Starting at the line that contains "Target: balcony", print every remaining line of the entries, unchanged, and output nothing more.

Task data
───

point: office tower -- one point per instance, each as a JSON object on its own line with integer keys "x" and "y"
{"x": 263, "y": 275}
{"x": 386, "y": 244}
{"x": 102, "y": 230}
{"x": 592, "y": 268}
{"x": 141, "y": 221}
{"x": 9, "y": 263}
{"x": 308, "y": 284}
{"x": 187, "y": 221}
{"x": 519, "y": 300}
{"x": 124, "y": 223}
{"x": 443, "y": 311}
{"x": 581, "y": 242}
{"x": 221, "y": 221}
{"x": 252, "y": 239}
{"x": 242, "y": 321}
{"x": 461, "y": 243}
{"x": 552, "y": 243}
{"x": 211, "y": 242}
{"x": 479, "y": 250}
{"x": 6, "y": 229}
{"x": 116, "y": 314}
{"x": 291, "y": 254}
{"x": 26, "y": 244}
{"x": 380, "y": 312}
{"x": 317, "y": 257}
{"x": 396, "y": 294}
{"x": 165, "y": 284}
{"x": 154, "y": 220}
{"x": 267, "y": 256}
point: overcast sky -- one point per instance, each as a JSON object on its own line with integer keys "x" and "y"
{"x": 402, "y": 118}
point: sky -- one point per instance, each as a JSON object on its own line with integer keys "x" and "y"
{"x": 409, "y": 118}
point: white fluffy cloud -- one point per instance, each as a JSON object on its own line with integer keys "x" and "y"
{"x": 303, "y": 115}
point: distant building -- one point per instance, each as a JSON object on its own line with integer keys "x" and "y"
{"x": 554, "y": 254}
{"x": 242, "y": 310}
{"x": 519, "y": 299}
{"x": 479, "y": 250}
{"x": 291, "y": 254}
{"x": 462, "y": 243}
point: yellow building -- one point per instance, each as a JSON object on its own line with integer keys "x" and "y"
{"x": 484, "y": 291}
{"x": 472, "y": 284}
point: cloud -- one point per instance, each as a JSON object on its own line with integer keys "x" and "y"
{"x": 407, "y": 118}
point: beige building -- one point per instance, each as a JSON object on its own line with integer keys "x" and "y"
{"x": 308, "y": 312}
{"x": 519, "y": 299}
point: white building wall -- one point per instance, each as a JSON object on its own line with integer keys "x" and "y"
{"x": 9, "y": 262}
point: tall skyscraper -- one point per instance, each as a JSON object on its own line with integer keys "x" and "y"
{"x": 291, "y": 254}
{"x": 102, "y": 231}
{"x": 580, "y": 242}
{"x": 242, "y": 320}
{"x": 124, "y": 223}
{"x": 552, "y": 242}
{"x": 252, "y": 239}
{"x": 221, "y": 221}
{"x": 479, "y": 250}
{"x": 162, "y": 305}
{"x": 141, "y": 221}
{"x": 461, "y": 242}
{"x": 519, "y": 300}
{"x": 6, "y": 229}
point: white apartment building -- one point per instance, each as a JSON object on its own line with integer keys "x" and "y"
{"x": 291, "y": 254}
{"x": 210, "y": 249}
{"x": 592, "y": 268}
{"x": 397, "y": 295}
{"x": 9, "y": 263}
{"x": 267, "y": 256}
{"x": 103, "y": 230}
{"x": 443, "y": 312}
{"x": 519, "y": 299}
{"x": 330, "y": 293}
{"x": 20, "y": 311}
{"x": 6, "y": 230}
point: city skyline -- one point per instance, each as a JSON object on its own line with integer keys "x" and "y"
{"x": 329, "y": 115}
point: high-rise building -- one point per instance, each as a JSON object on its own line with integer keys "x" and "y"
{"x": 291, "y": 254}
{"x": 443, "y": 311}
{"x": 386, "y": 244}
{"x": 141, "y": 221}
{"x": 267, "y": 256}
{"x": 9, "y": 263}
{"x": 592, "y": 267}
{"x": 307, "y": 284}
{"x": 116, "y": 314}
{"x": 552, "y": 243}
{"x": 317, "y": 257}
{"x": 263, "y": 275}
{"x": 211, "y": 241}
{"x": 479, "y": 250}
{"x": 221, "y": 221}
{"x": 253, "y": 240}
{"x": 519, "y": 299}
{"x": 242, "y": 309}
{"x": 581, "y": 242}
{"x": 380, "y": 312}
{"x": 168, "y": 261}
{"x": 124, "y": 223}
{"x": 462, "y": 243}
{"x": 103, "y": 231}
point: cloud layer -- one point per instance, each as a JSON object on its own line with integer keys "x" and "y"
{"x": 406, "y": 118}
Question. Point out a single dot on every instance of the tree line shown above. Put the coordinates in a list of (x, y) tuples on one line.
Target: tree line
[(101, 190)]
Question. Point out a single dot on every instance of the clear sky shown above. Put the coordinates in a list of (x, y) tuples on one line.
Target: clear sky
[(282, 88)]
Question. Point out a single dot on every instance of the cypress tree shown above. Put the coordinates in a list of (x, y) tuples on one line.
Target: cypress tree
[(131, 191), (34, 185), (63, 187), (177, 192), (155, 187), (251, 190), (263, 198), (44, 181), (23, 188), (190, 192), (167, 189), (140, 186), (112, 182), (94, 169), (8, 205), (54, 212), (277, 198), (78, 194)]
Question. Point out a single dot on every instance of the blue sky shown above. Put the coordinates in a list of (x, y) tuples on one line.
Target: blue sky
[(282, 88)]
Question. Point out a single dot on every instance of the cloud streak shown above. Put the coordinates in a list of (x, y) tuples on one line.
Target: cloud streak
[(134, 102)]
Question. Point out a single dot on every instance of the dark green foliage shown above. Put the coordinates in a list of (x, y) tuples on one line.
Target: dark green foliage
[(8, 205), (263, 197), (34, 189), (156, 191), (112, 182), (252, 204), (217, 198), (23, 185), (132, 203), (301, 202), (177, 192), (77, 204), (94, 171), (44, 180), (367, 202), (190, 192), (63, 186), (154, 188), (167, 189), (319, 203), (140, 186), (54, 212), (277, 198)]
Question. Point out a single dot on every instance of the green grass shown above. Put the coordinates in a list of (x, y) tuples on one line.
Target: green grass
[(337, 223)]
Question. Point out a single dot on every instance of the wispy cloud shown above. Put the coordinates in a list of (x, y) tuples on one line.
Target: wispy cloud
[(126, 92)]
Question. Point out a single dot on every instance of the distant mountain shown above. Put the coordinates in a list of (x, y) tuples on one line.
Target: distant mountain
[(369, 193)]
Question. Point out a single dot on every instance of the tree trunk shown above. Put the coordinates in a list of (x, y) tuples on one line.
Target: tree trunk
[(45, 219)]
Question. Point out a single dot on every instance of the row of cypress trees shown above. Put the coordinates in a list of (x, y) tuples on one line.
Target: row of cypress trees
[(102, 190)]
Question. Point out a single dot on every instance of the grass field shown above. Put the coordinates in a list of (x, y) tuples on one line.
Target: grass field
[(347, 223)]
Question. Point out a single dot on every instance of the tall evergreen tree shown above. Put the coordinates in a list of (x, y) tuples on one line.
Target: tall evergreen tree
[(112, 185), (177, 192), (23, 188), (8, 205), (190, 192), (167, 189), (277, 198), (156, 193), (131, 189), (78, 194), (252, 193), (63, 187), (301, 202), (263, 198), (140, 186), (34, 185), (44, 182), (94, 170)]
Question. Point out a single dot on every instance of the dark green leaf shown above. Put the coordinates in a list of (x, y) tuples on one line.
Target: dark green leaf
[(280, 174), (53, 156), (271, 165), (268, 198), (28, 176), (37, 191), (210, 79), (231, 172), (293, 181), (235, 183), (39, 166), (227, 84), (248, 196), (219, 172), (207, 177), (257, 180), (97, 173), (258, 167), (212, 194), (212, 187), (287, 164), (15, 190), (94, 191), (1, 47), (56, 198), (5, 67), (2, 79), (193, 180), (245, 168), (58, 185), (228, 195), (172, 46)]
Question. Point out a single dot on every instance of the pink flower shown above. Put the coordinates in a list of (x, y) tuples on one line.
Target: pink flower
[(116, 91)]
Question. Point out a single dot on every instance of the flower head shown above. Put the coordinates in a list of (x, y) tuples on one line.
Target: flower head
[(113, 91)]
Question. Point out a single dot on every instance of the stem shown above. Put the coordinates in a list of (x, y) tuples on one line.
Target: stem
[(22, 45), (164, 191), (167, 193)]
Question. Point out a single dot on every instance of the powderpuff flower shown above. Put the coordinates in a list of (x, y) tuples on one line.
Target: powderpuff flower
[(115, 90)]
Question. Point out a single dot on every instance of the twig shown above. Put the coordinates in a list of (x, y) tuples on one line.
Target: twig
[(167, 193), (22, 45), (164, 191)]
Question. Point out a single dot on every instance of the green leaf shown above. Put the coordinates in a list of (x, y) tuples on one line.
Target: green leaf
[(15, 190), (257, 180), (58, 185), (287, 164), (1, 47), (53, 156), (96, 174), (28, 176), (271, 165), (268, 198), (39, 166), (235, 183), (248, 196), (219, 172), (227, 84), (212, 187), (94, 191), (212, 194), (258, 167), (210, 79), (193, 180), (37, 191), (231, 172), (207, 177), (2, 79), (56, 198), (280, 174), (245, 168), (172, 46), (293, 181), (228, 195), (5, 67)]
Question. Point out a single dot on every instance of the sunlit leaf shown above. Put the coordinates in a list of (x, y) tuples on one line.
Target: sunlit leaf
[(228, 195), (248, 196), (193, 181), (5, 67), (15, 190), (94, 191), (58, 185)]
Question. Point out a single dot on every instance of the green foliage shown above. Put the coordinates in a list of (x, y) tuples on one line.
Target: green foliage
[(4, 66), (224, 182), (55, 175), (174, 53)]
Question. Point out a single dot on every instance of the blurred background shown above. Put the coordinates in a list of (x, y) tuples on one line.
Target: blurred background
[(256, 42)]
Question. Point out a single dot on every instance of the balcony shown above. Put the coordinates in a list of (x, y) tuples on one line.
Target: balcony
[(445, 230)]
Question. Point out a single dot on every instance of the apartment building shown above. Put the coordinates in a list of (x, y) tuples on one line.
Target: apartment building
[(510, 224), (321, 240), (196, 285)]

───

Answer for the task
Target: balcony
[(445, 230)]
Question. Point out a single dot on every instance of the apartment building shown above. Put the coordinates in a list of (x, y) tuples on one line.
Target: apartment building
[(510, 224), (321, 240), (196, 285)]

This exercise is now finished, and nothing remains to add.